══ 输入材料 ══

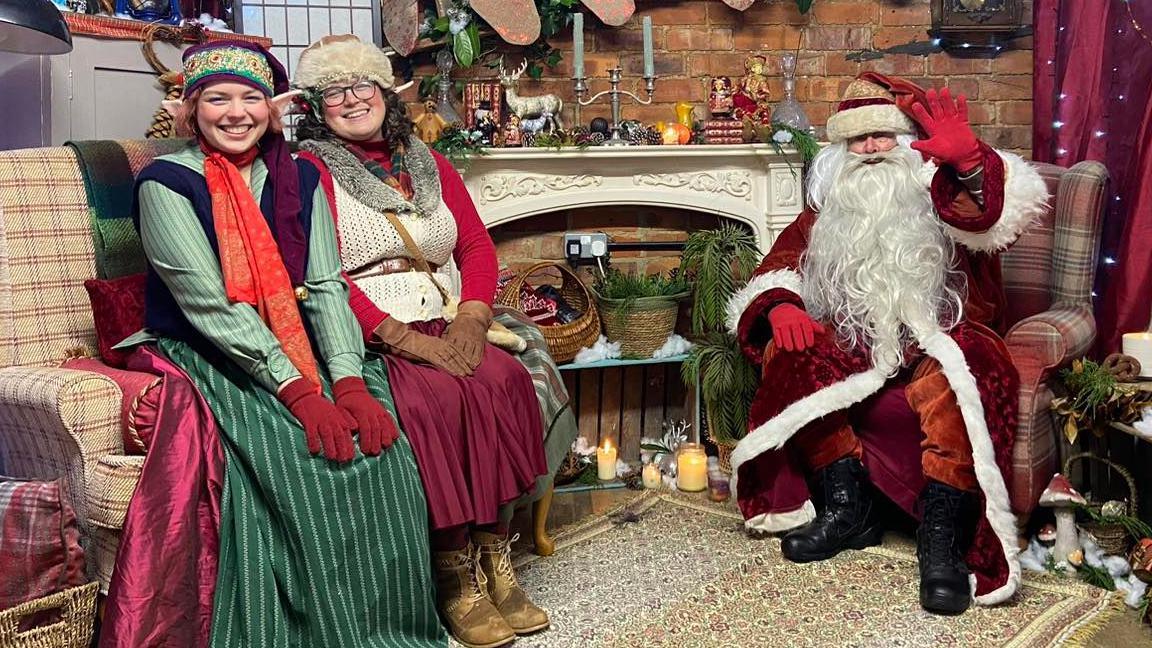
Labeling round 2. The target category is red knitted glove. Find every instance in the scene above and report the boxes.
[911,88,984,173]
[332,376,400,457]
[278,378,356,462]
[768,303,824,352]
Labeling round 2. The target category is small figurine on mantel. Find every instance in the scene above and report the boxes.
[708,76,733,120]
[476,99,500,146]
[732,54,772,123]
[503,114,524,149]
[412,99,448,144]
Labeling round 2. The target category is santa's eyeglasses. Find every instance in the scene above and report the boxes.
[320,81,376,108]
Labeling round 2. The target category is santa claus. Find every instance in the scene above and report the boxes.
[728,73,1047,613]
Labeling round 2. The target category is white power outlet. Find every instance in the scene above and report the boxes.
[564,232,608,261]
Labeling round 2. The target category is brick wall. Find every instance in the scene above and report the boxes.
[403,0,1032,269]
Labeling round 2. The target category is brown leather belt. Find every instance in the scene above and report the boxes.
[348,256,440,279]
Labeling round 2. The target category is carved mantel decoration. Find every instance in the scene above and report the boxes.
[464,144,804,251]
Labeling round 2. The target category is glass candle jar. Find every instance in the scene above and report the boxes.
[676,443,708,492]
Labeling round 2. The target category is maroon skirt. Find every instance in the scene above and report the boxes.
[384,319,547,529]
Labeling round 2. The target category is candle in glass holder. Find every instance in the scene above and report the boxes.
[676,443,708,492]
[1122,332,1152,378]
[596,439,616,482]
[643,464,664,489]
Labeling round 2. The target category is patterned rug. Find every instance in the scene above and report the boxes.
[516,493,1117,648]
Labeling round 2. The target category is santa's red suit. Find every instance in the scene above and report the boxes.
[728,77,1047,604]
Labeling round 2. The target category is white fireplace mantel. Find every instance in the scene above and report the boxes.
[464,144,804,251]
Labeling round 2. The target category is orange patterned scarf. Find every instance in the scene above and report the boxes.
[200,142,320,389]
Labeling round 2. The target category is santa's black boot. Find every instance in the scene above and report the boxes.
[780,457,884,563]
[916,481,979,615]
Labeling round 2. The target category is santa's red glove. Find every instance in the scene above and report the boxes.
[332,376,400,457]
[911,88,984,173]
[768,303,824,351]
[278,378,356,462]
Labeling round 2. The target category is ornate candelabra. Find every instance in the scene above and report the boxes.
[573,66,655,146]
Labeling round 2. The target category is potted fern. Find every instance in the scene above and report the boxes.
[681,223,760,470]
[592,268,690,357]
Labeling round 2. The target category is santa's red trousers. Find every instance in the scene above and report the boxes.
[764,345,979,491]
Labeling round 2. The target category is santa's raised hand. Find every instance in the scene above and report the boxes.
[911,88,984,173]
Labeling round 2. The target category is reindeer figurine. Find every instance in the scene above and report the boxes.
[500,59,564,129]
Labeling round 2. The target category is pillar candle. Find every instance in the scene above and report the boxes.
[1122,332,1152,378]
[596,439,616,482]
[573,12,584,78]
[644,464,664,489]
[676,443,708,492]
[644,16,655,77]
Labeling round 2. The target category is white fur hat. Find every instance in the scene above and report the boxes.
[827,78,916,144]
[293,33,396,89]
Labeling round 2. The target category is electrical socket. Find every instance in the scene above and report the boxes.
[564,232,608,265]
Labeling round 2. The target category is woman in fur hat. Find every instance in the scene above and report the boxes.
[101,42,447,648]
[294,36,566,647]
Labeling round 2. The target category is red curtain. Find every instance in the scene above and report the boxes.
[1032,0,1152,353]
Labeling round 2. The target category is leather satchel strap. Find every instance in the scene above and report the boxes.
[384,211,452,304]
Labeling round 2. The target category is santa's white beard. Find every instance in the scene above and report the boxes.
[802,144,964,371]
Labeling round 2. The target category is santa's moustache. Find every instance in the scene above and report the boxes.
[802,145,963,367]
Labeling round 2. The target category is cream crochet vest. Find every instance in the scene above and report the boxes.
[333,167,460,323]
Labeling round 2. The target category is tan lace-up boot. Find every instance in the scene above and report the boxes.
[472,532,548,634]
[432,545,516,648]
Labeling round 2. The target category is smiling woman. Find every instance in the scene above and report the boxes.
[100,42,446,648]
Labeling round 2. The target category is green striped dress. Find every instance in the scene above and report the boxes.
[135,149,447,648]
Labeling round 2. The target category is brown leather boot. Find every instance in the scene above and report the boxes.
[472,532,548,634]
[432,545,516,648]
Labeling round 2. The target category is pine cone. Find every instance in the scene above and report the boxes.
[1100,353,1140,383]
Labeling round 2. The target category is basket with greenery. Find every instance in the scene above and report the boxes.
[592,268,691,357]
[1052,359,1152,443]
[681,223,760,470]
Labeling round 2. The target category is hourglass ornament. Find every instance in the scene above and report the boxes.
[772,52,813,133]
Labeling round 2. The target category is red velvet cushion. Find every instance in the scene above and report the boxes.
[63,357,164,454]
[84,273,144,369]
[0,476,86,610]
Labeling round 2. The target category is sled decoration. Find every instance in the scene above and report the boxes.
[470,0,540,45]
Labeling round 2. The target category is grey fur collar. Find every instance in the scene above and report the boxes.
[300,137,440,217]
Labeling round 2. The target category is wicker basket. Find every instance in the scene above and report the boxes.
[1064,452,1137,556]
[497,261,600,363]
[0,582,100,648]
[596,292,689,357]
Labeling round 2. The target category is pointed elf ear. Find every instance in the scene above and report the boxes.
[160,99,184,116]
[272,90,304,115]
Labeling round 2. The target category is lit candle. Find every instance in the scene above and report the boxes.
[644,16,655,78]
[644,464,664,489]
[676,443,708,492]
[596,439,616,482]
[573,12,584,78]
[1123,332,1152,378]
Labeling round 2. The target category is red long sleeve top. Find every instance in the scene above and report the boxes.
[300,144,499,340]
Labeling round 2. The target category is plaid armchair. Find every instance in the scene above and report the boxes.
[1002,161,1108,518]
[0,141,174,592]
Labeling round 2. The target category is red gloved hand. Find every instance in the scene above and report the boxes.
[911,88,984,173]
[768,303,824,351]
[332,376,400,457]
[278,378,356,462]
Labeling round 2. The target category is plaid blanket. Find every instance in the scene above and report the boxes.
[493,304,579,474]
[66,140,187,279]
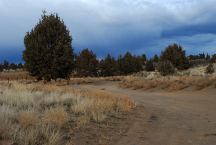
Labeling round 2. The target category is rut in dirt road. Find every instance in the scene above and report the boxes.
[73,82,216,145]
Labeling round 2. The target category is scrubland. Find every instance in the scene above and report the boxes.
[119,65,216,91]
[0,81,135,145]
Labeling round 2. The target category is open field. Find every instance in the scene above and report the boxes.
[0,70,216,145]
[119,76,216,91]
[0,81,135,145]
[74,81,216,145]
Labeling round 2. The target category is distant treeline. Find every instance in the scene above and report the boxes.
[1,13,216,81]
[0,60,23,71]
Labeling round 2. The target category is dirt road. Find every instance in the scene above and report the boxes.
[74,82,216,145]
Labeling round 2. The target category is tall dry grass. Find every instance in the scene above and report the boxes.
[119,76,216,91]
[0,81,135,145]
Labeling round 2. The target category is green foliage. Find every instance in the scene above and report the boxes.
[157,61,175,76]
[160,44,189,70]
[145,59,155,72]
[23,13,73,81]
[205,63,215,74]
[100,54,117,76]
[76,48,98,77]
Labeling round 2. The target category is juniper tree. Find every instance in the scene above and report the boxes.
[76,48,98,77]
[23,12,73,81]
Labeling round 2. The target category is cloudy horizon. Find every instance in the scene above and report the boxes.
[0,0,216,62]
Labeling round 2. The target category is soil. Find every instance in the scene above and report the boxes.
[73,81,216,145]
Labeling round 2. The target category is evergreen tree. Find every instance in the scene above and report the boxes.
[76,48,98,77]
[160,44,189,70]
[23,12,73,81]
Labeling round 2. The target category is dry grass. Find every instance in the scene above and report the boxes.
[119,76,216,91]
[0,81,135,145]
[17,111,39,128]
[0,70,33,81]
[42,107,69,127]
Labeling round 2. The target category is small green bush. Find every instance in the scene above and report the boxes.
[158,61,175,76]
[206,63,215,74]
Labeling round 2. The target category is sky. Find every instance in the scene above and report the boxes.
[0,0,216,62]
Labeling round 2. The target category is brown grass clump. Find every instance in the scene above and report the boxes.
[42,107,69,127]
[119,76,216,91]
[17,111,39,128]
[0,81,135,145]
[0,71,34,81]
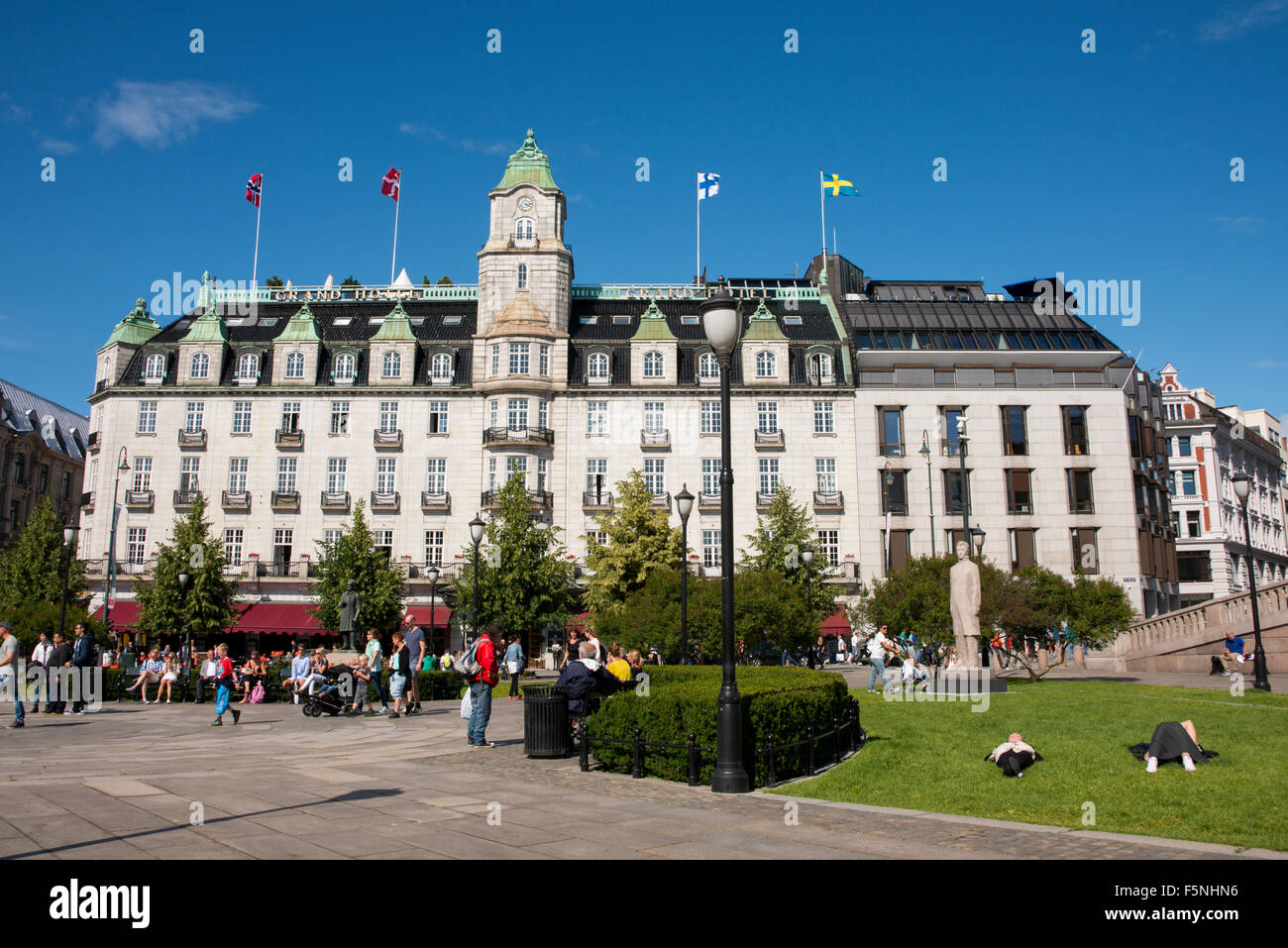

═══

任务详情 |
请改写从包含"Labeling round 2. The target category is sled"的那一行到包含"[300,137,440,217]"的那一行之间的内容（首尾两行都包括在内），把其中的"grey fur collar"换成"gray fur collar"，其余部分一字不改，只输出这几行。

本题答案 |
Labeling round 2. The target category is sled decoration. Find every instance in the scene above and report the boxes.
[470,0,540,45]
Labeling round 2. The target category is gray fur collar. Find every instance in the scene above and report the boxes.
[300,137,440,217]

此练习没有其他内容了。